The task: Please say how many lines in the records below contain the word "pillar", giving only the number.
++++ Input records ++++
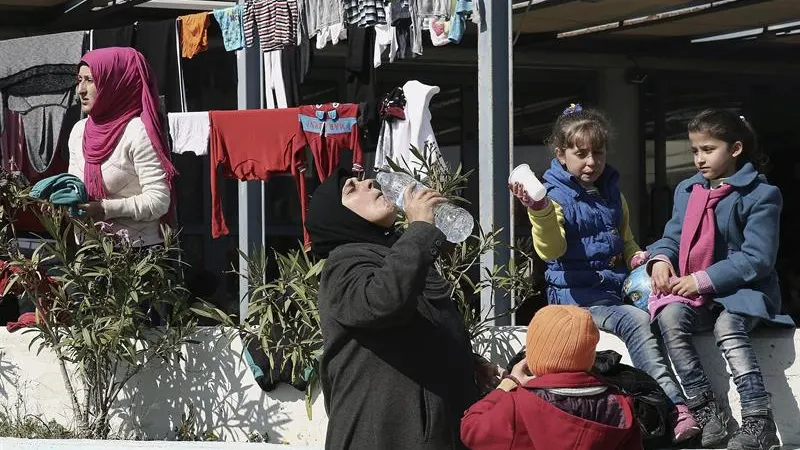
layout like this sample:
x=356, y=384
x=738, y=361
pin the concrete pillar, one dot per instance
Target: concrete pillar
++++
Solved exercise: 2